Saved entries
____________

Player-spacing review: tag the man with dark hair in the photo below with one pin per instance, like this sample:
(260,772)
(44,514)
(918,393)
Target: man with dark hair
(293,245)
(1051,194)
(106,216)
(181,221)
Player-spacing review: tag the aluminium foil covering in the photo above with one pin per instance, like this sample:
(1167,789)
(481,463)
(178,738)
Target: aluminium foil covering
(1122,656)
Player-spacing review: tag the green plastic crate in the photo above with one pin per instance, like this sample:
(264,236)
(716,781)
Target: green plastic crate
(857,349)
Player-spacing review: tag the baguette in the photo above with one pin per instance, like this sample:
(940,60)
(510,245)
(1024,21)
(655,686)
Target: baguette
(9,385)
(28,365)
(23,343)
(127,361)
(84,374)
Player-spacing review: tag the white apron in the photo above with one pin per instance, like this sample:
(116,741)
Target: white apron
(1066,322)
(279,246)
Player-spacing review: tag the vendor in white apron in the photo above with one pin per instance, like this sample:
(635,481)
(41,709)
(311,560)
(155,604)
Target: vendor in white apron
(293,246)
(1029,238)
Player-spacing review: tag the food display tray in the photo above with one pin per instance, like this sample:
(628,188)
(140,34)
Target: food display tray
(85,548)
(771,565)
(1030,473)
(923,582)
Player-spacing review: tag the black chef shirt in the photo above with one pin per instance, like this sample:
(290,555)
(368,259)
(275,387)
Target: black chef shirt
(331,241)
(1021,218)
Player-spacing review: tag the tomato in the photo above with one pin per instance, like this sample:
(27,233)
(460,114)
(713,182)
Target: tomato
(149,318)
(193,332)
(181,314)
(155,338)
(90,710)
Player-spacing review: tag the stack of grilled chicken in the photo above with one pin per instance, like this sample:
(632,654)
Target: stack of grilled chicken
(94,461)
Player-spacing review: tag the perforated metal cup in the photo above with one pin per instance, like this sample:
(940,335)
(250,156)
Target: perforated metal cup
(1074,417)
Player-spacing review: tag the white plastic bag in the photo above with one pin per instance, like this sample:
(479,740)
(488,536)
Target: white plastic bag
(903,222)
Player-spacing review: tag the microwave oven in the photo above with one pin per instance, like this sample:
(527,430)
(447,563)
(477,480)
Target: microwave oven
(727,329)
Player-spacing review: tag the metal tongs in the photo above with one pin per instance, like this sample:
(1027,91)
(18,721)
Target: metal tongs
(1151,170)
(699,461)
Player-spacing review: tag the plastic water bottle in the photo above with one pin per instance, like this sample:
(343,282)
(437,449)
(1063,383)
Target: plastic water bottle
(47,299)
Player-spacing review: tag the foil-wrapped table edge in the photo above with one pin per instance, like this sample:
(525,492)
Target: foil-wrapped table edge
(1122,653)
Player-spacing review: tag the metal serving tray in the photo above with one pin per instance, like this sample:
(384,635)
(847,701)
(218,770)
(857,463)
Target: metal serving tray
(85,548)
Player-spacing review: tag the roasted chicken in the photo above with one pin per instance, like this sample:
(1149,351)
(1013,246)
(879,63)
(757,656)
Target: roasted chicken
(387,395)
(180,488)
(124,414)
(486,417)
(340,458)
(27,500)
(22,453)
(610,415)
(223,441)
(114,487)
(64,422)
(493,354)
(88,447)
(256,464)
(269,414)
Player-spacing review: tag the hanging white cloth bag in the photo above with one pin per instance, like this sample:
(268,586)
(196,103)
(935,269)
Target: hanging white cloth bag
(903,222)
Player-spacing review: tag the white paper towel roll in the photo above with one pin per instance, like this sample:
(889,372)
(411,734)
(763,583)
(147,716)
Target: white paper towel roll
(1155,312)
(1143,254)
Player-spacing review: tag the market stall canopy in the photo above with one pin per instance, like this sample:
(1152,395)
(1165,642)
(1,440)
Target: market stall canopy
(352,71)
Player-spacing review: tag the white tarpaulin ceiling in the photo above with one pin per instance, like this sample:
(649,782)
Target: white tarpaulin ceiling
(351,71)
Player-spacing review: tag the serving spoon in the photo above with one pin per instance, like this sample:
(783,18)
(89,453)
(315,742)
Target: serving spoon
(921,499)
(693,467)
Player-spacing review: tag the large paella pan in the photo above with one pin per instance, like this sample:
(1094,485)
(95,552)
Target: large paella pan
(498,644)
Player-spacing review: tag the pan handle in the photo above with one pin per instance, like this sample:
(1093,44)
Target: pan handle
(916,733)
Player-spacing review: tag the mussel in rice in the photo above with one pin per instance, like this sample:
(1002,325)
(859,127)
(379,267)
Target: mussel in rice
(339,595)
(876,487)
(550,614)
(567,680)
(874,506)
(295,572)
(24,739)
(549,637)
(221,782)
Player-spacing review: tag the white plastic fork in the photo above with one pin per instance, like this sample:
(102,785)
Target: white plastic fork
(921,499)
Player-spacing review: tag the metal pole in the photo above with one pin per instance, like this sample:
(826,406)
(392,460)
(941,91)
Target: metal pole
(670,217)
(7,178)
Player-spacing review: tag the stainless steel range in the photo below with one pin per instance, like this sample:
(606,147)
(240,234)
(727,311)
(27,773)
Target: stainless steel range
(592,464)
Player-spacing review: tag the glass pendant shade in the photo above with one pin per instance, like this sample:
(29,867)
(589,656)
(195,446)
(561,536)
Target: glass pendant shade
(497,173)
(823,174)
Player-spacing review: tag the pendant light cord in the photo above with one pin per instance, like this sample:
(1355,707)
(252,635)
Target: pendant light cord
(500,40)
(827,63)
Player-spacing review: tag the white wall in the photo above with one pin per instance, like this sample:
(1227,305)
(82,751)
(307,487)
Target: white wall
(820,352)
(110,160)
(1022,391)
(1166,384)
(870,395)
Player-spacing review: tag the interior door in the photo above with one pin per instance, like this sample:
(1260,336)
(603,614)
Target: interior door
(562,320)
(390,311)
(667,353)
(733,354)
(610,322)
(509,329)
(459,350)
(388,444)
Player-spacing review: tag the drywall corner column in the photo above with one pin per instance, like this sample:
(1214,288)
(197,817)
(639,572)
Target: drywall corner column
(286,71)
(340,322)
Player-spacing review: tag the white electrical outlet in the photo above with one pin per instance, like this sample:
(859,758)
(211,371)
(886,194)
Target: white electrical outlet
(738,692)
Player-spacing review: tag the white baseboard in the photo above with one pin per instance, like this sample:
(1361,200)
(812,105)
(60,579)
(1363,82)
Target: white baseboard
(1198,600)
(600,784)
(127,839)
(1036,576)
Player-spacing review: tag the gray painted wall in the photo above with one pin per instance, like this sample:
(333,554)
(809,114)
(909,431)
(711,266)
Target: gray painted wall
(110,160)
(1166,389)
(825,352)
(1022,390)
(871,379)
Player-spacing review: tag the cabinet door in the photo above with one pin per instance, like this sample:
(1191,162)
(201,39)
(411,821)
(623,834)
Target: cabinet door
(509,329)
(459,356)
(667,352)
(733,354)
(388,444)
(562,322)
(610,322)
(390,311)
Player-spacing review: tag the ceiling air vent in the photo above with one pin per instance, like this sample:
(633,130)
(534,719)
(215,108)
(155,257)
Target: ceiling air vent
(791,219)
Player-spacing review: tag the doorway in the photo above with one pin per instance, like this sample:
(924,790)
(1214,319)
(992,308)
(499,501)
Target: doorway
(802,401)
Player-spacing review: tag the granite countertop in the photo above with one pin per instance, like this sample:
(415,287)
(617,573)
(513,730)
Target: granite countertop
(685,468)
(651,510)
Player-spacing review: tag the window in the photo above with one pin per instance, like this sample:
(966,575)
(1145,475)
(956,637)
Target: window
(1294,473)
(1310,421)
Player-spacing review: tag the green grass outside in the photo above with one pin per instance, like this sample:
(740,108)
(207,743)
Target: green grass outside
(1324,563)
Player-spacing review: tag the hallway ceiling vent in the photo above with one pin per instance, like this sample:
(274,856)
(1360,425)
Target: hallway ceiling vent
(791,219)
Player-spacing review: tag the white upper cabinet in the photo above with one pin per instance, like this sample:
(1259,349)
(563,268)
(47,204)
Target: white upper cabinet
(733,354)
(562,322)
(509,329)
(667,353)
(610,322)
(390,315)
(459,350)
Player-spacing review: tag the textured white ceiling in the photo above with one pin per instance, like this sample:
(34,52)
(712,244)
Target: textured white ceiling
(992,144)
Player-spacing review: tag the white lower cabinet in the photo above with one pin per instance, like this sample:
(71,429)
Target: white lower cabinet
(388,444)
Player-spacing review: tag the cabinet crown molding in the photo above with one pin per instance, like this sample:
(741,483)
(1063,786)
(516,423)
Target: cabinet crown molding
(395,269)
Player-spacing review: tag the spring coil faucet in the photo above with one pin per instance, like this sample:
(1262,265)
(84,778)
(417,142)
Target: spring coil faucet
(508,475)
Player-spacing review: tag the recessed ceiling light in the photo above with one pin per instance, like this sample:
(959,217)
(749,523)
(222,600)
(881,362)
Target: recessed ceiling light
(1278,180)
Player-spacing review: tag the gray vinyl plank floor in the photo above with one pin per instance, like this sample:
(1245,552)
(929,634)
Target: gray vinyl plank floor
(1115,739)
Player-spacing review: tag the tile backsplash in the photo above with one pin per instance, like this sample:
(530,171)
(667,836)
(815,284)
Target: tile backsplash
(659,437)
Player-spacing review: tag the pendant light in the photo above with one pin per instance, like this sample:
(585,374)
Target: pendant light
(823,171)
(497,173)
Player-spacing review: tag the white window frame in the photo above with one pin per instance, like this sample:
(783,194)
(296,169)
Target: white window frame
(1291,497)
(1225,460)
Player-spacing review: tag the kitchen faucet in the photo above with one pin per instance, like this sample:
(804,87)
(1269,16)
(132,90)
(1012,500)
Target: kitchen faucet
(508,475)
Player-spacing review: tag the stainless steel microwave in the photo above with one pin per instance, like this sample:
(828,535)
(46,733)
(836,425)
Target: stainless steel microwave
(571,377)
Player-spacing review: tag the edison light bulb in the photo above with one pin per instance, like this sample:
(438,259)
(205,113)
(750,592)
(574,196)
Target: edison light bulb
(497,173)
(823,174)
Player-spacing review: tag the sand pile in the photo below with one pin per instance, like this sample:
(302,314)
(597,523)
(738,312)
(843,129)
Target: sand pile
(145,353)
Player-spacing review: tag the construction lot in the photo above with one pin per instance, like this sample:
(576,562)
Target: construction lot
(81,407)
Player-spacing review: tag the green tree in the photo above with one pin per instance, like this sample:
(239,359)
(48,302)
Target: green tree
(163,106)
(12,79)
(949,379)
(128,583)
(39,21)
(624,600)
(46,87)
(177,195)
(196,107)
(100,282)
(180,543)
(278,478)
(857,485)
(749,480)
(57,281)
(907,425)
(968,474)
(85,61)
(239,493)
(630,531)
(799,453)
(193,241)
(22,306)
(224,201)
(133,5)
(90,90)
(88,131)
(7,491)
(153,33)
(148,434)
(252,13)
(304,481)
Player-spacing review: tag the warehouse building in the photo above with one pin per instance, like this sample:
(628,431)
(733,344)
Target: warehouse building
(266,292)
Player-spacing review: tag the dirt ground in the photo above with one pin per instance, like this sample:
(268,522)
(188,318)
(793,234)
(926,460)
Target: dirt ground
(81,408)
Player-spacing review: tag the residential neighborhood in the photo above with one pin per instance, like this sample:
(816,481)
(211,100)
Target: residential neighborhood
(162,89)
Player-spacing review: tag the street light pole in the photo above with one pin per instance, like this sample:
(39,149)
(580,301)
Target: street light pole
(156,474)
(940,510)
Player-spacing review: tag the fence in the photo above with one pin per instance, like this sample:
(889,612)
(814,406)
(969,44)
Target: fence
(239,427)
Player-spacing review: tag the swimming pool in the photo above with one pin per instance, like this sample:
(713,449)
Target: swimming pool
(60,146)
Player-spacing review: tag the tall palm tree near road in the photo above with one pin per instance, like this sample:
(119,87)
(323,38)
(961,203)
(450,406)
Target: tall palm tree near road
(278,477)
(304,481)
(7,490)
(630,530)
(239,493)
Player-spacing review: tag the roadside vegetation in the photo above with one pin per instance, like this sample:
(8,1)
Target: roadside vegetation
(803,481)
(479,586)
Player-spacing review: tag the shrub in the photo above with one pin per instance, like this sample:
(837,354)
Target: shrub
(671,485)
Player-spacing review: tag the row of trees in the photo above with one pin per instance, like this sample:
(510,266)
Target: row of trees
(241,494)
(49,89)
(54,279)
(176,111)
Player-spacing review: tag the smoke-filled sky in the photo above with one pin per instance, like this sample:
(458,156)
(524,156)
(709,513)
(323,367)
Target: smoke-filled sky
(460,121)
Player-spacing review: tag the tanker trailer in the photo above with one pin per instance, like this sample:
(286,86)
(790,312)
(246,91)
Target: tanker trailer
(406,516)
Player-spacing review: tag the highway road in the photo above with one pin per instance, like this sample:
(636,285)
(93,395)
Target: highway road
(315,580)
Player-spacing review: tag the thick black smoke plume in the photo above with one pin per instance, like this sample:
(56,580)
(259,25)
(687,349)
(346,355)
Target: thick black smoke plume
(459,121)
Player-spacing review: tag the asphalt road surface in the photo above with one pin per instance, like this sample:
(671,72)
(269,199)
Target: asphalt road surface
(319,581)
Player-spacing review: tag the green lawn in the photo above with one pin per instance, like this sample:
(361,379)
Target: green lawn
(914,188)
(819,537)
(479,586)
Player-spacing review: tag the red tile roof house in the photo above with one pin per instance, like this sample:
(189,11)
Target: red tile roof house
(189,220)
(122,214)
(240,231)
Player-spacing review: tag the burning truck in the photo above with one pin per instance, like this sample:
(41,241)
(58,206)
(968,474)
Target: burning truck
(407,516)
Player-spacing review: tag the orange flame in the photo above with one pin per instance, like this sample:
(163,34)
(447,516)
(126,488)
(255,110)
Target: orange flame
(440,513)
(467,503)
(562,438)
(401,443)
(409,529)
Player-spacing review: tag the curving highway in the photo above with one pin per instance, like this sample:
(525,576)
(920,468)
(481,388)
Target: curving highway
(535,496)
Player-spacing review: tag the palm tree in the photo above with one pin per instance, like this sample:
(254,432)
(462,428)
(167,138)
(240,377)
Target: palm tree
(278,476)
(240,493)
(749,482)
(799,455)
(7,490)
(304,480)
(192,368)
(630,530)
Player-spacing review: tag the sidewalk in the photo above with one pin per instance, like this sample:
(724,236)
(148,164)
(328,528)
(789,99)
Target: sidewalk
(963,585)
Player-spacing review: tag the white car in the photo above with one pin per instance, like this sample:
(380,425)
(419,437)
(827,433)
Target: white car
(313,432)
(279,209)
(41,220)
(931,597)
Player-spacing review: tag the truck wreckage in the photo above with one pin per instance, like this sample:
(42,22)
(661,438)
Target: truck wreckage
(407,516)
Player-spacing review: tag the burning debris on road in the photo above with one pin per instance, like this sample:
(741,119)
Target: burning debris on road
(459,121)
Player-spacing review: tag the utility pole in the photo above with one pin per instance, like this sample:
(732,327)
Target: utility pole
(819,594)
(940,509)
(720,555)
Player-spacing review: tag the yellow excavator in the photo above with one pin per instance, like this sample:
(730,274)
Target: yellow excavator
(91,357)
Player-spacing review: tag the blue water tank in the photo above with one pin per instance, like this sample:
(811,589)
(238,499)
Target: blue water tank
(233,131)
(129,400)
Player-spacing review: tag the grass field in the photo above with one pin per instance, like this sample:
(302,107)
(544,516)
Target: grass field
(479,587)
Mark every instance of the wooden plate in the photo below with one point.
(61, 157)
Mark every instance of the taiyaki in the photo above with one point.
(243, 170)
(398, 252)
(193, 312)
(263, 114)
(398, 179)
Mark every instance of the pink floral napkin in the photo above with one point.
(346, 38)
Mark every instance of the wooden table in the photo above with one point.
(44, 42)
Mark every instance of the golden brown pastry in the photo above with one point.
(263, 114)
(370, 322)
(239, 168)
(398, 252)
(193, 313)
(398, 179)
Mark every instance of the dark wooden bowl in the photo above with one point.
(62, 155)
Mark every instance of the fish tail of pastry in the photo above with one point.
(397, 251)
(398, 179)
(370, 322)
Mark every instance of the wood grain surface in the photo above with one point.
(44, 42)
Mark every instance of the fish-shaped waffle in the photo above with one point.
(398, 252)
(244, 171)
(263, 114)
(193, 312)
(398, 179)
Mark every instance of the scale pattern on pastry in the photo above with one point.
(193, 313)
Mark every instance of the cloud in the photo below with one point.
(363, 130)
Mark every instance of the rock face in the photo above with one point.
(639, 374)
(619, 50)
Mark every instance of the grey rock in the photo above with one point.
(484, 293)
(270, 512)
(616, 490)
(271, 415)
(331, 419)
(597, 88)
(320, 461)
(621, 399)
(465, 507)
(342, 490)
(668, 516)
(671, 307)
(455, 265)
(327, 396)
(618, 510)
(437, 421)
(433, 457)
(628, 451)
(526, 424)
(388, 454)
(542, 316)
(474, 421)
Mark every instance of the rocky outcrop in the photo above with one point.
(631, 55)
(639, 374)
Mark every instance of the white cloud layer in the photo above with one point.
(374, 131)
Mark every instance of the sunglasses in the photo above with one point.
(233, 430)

____________

_WORK INSTRUCTION_
Exactly the lines from the one containing "Mark every instance of the cloud" to the final line of the entries must be restated, and no others.

_OUTPUT OF THE TASK_
Mark every instance of the cloud in the photo below with one point.
(363, 130)
Mark every instance of the rock face in the photo above with one point.
(639, 374)
(619, 50)
Mark every instance of the grey rock in the photo above with one point.
(484, 293)
(270, 512)
(616, 490)
(271, 415)
(331, 419)
(597, 88)
(320, 461)
(621, 399)
(465, 507)
(342, 490)
(668, 516)
(671, 307)
(455, 265)
(327, 396)
(618, 510)
(437, 421)
(433, 457)
(628, 451)
(526, 424)
(388, 454)
(542, 316)
(474, 421)
Mark every instance of the rocky outcrop in the photo above with one point.
(631, 55)
(639, 374)
Mark every instance of the white cloud layer in the photo above with one point.
(374, 131)
Mark every instance of the sunglasses in the photo above with one point.
(233, 430)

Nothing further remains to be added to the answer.